Extract provided:
......

That's why this is important to be dbmail job.

Nothing else will give you the login/logout and extra information I said.

 

 

From: [EMAIL PROTECTED] [mailto:[EMAIL PROTECTED] On Behalf
Of Anne
Sent: quarta-feira, 12 de Setembro de 2007 12:19
To: DBMail mailinglist
Subject: Re: [Dbmail] Log table

 

I said *such a tool* is the only correct way to get the stats you want.
If it doesn't exist (which would surprise me), I suggest you make one :-)




That doesn't give me the information I want.

Where's the login/logout information? Dates, times, etc?

 

 

From: [EMAIL PROTECTED] [mailto:[EMAIL PROTECTED] On Behalf
Of Anne
Sent: quarta-feira, 12 de Setembro de 2007 11:58
To: DBMail mailinglist
Subject: Re: [Dbmail] Log table

 

We use "mailgraph" for mail statistics.
This tool extracts data from the logfiles and keeps its own database.
http://mailgraph.schweikert.ch/

IMHO such a tool is the only correct way to get the stats you want.
dbmail should *not* be used for storing metadata!

Anne





The point is:

For delivered messages, if you want to confirm something two weeks ago, with
syslog you won't be able to get that information.

......

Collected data
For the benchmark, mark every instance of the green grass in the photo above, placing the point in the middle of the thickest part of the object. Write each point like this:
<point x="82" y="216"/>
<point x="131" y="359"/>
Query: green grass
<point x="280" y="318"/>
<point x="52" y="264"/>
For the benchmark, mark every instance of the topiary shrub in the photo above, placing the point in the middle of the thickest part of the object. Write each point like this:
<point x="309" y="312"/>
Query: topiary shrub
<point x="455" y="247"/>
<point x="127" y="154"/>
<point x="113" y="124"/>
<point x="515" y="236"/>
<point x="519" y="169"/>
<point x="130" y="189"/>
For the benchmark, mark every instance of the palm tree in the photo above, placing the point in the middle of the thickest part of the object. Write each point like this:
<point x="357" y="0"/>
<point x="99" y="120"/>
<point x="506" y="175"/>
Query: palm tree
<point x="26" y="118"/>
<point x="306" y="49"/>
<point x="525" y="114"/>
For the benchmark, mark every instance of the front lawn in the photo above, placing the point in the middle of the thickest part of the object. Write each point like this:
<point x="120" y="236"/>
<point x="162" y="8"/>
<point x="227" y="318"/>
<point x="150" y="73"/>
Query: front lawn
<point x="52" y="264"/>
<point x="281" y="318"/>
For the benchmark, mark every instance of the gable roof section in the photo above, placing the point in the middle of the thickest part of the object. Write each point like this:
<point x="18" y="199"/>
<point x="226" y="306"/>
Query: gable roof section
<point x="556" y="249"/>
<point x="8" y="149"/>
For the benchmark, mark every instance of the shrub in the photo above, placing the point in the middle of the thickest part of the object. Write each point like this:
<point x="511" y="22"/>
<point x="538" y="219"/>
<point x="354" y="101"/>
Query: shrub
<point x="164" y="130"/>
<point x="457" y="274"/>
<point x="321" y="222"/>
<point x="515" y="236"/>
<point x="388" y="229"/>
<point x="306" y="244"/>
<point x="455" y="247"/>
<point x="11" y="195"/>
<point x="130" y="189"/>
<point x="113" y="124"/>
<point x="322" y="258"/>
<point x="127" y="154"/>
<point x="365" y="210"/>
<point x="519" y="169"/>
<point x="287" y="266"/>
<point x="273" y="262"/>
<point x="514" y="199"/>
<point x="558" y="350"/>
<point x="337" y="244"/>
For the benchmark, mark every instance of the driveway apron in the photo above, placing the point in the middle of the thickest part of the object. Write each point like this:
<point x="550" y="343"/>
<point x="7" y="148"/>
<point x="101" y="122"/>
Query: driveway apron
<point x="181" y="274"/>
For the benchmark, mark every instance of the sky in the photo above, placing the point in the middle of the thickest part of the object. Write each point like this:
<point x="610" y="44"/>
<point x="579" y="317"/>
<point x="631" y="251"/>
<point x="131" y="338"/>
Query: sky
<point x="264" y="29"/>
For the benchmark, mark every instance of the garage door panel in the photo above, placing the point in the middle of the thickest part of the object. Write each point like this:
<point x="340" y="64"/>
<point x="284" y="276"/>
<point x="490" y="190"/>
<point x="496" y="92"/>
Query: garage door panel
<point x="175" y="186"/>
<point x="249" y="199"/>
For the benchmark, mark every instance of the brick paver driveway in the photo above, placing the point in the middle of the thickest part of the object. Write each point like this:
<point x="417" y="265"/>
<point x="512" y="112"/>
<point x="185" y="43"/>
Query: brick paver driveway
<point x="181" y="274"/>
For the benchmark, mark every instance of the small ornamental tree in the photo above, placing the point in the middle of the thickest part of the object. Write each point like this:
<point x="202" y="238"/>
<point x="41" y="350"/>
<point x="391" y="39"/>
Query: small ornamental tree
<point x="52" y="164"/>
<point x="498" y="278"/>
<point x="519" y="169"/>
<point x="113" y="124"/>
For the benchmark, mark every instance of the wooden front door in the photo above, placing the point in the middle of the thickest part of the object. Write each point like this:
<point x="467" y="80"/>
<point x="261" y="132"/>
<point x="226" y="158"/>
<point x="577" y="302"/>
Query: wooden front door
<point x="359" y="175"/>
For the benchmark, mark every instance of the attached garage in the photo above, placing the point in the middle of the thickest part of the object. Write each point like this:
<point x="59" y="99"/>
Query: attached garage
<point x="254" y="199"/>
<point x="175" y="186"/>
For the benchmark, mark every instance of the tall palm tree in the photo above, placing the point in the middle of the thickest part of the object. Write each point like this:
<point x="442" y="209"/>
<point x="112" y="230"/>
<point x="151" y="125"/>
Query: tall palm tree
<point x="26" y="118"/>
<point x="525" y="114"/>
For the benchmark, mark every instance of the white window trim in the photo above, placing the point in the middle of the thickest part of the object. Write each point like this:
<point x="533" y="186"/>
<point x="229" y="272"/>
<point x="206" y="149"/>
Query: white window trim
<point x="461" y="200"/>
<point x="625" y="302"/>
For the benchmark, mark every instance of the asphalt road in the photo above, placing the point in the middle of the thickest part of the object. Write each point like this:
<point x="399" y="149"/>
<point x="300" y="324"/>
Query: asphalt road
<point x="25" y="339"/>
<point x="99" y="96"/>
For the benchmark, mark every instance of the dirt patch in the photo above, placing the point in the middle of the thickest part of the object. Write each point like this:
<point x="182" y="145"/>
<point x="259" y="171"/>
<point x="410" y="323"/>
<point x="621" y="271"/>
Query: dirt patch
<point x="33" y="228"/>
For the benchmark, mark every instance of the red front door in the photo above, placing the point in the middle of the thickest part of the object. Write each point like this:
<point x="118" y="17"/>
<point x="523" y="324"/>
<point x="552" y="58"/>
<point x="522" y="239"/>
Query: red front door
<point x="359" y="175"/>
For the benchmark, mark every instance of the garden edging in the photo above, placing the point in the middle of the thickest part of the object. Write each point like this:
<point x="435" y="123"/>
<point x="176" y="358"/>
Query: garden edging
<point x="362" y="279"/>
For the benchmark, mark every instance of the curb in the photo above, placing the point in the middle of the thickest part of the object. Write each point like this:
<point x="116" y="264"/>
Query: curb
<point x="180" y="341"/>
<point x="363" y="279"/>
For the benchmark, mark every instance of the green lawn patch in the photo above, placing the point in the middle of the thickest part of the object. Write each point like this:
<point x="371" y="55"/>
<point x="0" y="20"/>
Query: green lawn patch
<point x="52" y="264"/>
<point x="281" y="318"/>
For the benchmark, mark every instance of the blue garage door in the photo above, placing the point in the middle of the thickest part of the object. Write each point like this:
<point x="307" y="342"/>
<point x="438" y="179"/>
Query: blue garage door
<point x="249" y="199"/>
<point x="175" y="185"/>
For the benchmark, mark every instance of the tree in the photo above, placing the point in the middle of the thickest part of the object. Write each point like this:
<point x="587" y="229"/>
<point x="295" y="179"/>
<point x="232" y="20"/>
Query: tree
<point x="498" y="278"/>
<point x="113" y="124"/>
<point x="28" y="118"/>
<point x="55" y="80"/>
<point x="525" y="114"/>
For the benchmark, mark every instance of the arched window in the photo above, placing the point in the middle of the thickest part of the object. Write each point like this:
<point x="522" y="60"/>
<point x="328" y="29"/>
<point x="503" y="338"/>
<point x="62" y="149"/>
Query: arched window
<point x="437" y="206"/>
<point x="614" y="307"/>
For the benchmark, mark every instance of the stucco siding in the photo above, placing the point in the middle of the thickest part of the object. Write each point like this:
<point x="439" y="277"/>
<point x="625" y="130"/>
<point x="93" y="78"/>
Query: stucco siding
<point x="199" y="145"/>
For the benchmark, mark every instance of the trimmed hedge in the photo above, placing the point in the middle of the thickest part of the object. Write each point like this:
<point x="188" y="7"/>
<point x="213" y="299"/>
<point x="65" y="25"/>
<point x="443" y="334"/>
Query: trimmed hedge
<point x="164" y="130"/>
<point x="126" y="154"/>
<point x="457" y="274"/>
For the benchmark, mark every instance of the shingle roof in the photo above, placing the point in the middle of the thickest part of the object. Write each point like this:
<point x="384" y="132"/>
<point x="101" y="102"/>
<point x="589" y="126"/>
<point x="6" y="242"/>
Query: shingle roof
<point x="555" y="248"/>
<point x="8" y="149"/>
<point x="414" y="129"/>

......

To do:
A) According to the email thread, what tool does Anne's side use for mail statistics?
B) Copy the email thread between "I said *such" and "information I want.", inclusive.
C) Name every header field that appears in the quoted message headers of the email thread, with each field counted once.

Expected answers:
A) mailgraph

B)
I said *such a tool* is the only correct way to get the stats you want.
If it doesn't exist (which would surprise me), I suggest you make one :-)




That doesn't give me the information I want.

C) From, Sent, To, Subject